* [WHAT TO PRODUCE] Copy all of the data below line for line, without changing a single character.

+++ SUPPLIED DATA

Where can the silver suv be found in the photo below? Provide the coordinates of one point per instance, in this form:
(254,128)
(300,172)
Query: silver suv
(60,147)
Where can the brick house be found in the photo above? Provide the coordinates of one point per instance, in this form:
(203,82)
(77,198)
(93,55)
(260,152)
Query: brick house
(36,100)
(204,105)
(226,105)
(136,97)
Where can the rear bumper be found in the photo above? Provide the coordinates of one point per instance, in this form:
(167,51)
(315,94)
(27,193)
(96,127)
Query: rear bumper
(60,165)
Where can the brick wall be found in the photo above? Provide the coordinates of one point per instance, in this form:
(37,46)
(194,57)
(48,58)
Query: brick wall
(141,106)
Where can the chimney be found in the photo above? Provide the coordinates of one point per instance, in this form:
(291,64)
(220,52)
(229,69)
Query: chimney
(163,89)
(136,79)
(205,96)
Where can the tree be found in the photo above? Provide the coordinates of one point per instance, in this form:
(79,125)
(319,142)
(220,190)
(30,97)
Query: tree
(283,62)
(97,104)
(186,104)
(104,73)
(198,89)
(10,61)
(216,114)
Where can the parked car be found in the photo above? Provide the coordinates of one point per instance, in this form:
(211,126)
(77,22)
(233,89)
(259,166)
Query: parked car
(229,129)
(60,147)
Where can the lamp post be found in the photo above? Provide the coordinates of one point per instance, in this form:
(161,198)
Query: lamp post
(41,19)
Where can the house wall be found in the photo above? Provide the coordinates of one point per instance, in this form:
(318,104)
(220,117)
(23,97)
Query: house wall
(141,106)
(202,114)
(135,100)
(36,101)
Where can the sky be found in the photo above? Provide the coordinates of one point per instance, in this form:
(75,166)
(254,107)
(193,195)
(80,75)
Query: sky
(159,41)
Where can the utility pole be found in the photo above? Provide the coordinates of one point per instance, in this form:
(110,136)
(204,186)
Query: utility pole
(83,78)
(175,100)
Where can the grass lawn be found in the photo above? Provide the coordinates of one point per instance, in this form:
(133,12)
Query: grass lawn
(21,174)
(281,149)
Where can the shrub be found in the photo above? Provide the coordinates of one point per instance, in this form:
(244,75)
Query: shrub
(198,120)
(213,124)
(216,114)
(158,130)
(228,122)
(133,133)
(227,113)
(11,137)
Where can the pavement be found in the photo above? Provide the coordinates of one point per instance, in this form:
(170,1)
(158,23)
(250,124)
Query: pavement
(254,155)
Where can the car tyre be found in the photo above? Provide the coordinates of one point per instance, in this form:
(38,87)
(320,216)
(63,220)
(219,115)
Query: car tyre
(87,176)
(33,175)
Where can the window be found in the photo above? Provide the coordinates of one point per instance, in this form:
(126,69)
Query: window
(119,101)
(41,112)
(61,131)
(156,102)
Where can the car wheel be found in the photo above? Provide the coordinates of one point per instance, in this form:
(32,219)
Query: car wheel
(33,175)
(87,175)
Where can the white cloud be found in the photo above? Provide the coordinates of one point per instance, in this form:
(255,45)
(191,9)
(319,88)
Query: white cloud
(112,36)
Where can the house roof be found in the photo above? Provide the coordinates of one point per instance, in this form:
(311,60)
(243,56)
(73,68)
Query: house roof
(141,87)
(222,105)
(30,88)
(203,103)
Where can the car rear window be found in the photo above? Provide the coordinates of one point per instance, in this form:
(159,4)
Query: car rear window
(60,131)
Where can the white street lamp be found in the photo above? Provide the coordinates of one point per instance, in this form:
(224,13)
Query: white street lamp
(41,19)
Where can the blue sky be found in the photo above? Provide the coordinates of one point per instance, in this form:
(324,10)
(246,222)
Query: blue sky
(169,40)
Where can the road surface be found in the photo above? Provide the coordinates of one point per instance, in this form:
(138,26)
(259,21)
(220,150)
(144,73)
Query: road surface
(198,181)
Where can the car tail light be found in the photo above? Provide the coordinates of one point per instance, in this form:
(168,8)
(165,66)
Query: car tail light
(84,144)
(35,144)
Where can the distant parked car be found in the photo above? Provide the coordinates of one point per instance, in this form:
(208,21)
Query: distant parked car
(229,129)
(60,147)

++++++

* [TASK ANSWER]
Where can the silver suv be found in the photo below? Provide the coordinates of one point per instance, in this form:
(254,128)
(300,172)
Query: silver suv
(60,147)
Where can the brick house be found in the photo above? Provide the coordinates of one point per instance, in this form:
(203,82)
(77,198)
(93,55)
(260,152)
Query: brick house
(36,100)
(204,105)
(226,105)
(136,97)
Where can the rear bumper be found in the photo above? Provide the coordinates of one point per instance, in this form:
(167,51)
(315,94)
(27,193)
(96,127)
Query: rear bumper
(60,165)
Where can the brick wall be found in the photo above? Provide the coordinates of one point per instance, in this form:
(37,46)
(194,57)
(48,58)
Query: brick wall
(141,106)
Where can the chimney be found in the photo above? Provide the coordinates of one point per instance, in this form:
(291,64)
(220,52)
(229,69)
Query: chimney
(163,89)
(136,79)
(205,96)
Where can the tree be found in the photo above? Provide the coordinates of one point per instance, in this form:
(79,125)
(319,142)
(220,190)
(30,97)
Query: tree
(283,62)
(97,104)
(186,104)
(104,73)
(198,89)
(10,61)
(216,114)
Where can the parked car be found in the photo above? Provide the coordinates of one point per instance, in this form:
(211,126)
(77,22)
(233,89)
(259,166)
Query: parked car
(229,129)
(60,147)
Where can the lamp post be found in the photo above? Provide the coordinates of one point per instance, in this form:
(161,198)
Query: lamp post
(41,19)
Where can the house wall be found in the photo above? Provide the coordinates of one point per instance, in this form:
(318,104)
(220,117)
(23,97)
Query: house wall
(141,106)
(202,114)
(135,100)
(36,101)
Where can the sky be found in the photo above? Provide the coordinates of one point per instance, in this form:
(75,166)
(254,107)
(193,195)
(80,75)
Query: sky
(159,41)
Where can the utility pole be found in the photo above? Provide the coordinates of one point per instance, in this form:
(110,136)
(204,186)
Query: utility pole
(83,78)
(175,100)
Where can the grass lawn be found in the photo above? Provide the coordinates of one point per instance, in this form:
(133,12)
Query: grass lawn
(21,174)
(281,149)
Where can the shrub be found in the photo above? Provide the coordinates of one point per instance, in this form:
(244,75)
Query: shrub
(198,120)
(213,124)
(216,114)
(158,130)
(228,122)
(133,133)
(227,113)
(11,137)
Where can the pavement be found in the photo above? Provide the coordinates of one point per instance, in this form:
(170,1)
(158,23)
(250,124)
Query: pavement
(254,155)
Where can the car tyre be found in the photo above? Provide the coordinates of one point per instance, in this form:
(38,87)
(320,216)
(63,220)
(219,115)
Query: car tyre
(87,176)
(33,175)
Where can the window be found in the photo above? Provide the coordinates of one point per instance, in this form:
(126,69)
Query: window
(119,101)
(41,112)
(61,131)
(156,102)
Where can the car wheel be found in the photo above? Provide the coordinates of one point per instance, in this form:
(32,219)
Query: car wheel
(33,175)
(87,175)
Where can the white cloud be found in the photo above? Provide the coordinates of one point per instance, in this form:
(255,45)
(191,9)
(319,88)
Query: white cloud
(112,36)
Where can the house roof be found in the photo above? Provide the coordinates of one point per instance, in this form:
(311,60)
(243,56)
(73,68)
Query: house roof
(141,87)
(222,105)
(30,88)
(203,103)
Where can the car rear window be found in the photo above? Provide the coordinates of one point per instance, in this form:
(159,4)
Query: car rear window
(60,131)
Where can the white street lamp be found in the photo above? Provide the coordinates of one point per instance, in this form:
(224,13)
Query: white street lamp
(41,19)
Where can the blue sky be found in the photo above? Provide the coordinates of one point per instance, in this form:
(324,10)
(246,222)
Query: blue sky
(169,40)
Where can the road surface be found in the photo above? Provide the coordinates of one point per instance, in this form:
(138,26)
(259,21)
(220,150)
(144,73)
Query: road surface
(198,181)
Where can the car tail light be found in the photo above? Provide the coordinates of one point per instance, in this form:
(168,8)
(165,66)
Query: car tail light
(84,144)
(35,144)
Where can the distant parked car be found in the photo above? Provide the coordinates of one point per instance, in this form:
(208,21)
Query: distant parked car
(229,129)
(60,147)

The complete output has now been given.